▸ Supplied data
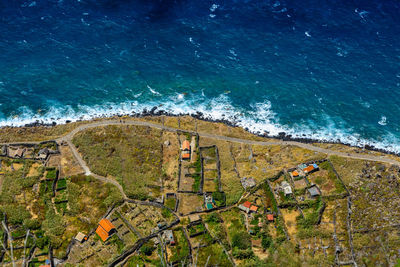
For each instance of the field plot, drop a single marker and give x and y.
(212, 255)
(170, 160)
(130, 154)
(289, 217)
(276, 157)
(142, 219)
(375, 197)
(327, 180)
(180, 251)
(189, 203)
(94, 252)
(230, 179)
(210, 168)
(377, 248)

--

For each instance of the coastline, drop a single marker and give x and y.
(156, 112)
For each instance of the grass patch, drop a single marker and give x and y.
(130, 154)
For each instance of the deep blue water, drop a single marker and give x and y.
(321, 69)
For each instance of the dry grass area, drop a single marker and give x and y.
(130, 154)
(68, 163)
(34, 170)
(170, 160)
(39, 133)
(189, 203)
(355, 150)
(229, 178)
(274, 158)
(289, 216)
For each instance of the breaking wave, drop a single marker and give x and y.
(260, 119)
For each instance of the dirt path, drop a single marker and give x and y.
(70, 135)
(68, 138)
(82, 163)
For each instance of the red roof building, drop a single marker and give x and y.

▸ About this task
Begin at the line above that has "For each instance of the breaking" and stop after the line that has "For each instance of the red", copying each line exactly and adding nothing else.

▸ Solved exercise
For each instance of the breaking wave, drop a single marker and give x and y.
(260, 119)
For each instance of the dirt path, drop a single marker and give x and y.
(70, 135)
(68, 138)
(82, 163)
For each instance of the red roof building, drop a single marker and give x and y.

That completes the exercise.